===== TEXT PASSAGE
When your players take soul damage, roll on the table. In a low lethality game, a game where the retirement rules are highly encouraged, just stick to minor injuries. In a larger scope game, or perhaps a game that’s been running for a while, be a little more willing to use a major injury. Veins of the Earth and a lot of other LotFP games have tables where if you roll an entry a second time, you ignore it and remove it for future rolls (mostly having to do with searching the body). Maybe something like that here, where if you roll a broken hand two times, on the third you lose a hand. This allows for a lot of injuries to pile up across the party before things get serious. However, mechanically, it’s all very similar: you get a limiter on how high your stats can go until you heal up. No pumping all your stats into Str for this one hit if you’re suffering from a bunch of puncture wounds and broken bones.
I also want to build out conditions in my system more. I recently picked up the Torchbearer 2nd Edition books. I love the way that it does the downward spiral of adventuring, even though Luke Crane’s game design is just Burning Wheel carcinization. The question is how many times can he remake Burning Wheel. Having these conditions gives players a heads-up that things are turning for the worse, and gives them info to try and change that. Ultimately, that’s what I’m trying to avoid in my own house rules: making sure everyone knows that that rocks are falling, and they need to get out of the way.
==========
*REQUIRED ACTION A*
Reproduce the part of the house-rules passage that opens with the words containing "I also want" and closes with "of the way.".
*REQUIRED ACTION B*
In the house-rules passage, what kind of injuries should a low lethality game stick to?
*REQUIRED ACTION C*
Write the next part of the house-rules passage, starting after its last sentence.
The data after this point has no connection to the house-rules passage.
===== SUPPLIED MATERIAL
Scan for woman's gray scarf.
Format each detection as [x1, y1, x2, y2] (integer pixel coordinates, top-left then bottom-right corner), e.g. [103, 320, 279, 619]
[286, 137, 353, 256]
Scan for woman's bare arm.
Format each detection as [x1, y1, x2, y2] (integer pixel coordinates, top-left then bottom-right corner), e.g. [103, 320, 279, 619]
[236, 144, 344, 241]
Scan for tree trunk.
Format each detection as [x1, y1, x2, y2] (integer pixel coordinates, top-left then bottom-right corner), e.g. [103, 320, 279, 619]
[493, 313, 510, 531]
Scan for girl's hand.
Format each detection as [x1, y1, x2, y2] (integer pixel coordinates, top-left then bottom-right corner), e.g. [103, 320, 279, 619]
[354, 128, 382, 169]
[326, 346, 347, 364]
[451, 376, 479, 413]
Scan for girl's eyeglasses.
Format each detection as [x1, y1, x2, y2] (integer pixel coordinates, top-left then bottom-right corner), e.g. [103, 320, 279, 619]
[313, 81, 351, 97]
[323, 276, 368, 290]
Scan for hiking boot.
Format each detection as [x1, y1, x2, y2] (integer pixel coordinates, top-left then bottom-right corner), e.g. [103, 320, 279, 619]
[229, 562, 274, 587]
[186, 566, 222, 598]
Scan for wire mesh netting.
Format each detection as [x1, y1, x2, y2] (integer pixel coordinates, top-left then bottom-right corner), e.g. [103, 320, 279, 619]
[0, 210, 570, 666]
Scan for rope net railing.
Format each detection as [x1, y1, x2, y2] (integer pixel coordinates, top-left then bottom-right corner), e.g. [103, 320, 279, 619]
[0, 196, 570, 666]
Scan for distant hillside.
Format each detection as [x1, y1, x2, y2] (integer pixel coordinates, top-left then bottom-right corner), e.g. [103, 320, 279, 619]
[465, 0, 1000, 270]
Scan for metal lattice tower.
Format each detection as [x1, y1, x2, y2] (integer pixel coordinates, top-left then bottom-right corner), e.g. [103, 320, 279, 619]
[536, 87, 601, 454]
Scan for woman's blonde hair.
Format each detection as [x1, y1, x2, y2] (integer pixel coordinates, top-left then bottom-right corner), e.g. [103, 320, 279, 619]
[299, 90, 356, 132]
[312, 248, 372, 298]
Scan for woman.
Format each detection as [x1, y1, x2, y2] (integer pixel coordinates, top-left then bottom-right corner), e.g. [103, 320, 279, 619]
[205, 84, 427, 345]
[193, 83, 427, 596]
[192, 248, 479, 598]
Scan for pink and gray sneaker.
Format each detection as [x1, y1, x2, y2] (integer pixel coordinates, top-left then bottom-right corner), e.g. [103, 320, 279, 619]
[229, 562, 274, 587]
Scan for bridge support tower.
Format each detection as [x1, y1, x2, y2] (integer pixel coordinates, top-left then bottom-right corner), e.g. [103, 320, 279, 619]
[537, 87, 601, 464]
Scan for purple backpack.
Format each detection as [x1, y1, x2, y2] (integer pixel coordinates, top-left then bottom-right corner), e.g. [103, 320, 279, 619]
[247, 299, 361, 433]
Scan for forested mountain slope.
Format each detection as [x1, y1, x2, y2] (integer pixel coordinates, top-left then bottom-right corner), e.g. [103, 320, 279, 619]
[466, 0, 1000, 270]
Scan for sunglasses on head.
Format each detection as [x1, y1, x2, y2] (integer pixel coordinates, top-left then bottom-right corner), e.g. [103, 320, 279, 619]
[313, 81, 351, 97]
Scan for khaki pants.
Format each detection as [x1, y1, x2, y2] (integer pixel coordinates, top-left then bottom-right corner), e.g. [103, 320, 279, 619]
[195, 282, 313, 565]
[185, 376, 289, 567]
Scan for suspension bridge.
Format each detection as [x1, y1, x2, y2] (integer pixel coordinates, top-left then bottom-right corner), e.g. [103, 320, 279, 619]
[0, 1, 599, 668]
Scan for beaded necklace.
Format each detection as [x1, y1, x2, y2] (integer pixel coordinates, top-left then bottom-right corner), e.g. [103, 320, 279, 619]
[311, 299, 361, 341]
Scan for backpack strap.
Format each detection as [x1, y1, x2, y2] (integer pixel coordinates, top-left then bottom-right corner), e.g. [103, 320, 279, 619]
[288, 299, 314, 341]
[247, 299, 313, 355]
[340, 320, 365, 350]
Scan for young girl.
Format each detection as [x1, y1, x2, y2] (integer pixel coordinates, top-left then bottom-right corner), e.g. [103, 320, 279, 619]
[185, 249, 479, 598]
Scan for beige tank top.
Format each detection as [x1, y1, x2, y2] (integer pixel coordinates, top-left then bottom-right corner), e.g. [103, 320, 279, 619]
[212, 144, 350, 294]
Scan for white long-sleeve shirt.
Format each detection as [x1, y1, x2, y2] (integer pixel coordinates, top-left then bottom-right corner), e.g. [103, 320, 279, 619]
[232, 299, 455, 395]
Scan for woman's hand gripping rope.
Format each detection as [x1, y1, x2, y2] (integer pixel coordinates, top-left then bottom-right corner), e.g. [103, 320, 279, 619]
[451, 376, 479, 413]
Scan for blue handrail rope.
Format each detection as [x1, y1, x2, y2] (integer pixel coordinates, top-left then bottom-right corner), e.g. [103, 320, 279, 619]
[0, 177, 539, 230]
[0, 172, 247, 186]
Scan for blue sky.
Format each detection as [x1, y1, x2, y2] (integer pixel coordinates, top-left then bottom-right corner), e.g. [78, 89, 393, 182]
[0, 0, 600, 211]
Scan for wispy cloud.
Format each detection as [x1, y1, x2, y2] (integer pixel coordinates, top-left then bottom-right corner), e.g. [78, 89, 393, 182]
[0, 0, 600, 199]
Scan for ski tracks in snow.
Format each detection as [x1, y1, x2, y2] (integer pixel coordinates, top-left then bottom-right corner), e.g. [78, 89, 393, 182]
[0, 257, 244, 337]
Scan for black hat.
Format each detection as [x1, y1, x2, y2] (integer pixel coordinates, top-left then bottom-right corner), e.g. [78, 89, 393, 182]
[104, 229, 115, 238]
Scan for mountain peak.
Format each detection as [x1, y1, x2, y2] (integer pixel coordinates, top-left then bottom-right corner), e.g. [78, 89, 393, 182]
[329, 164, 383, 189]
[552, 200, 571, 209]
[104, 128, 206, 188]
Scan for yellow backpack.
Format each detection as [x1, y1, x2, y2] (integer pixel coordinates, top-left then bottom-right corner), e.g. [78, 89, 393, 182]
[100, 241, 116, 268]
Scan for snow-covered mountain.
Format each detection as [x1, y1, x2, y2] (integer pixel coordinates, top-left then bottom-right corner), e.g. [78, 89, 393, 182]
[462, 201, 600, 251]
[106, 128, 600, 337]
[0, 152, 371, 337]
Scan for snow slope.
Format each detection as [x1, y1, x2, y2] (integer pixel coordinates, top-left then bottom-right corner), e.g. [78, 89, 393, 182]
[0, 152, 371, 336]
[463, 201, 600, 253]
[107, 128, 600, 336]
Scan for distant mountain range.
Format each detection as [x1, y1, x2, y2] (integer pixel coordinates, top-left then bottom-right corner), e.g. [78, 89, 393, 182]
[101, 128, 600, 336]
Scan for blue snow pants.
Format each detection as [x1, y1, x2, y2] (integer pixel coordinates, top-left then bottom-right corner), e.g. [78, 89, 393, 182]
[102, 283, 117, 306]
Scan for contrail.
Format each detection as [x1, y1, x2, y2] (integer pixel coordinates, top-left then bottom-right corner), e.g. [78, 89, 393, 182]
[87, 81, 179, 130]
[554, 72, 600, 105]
==========
*TASK OUTPUT A*
I also want to build out conditions in my system more. I recently picked up the Torchbearer 2nd Edition books. I love the way that it does the downward spiral of adventuring, even though Luke Crane’s game design is just Burning Wheel carcinization. The question is how many times can he remake Burning Wheel. Having these conditions gives players a heads-up that things are turning for the worse, and gives them info to try and change that. Ultimately, that’s what I’m trying to avoid in my own house rules: making sure everyone knows that that rocks are falling, and they need to get out of the way.

*TASK OUTPUT B*
Minor injuries.

*TASK OUTPUT C*
I’m also thinking of writing up the rules for when you take soul damage from an obviously nonviolent force. Let’s say you’re beaten, you’re tired, you’ve slain the dragon and you come back to the Duke’s hall for your reward and he just starts straight up bullying you. Instead of dying, maybe you suffer a condition called Demoralized, where you have to take a break and figure out just what the hell you’re fighting for. I think Dogs in the Vineyard (one of my most favorite games of all time and boy could I say some shit about Vincent Baker but I am not) had a mechanic for this, where if you lose an argument you take a negative modifier and have to stew for a while.
I’ll try and work on getting a more fleshed-out table for injuries together in January. I’ve gotten through my second semester of graduate school, and I have a lot of family obligations over the holidays before the third semester starts. I’m trying to stay ahead of the reading I have to do, but I feel confident I’m still moving in the right direction. Like generally in life and more specifically in my personal rule system.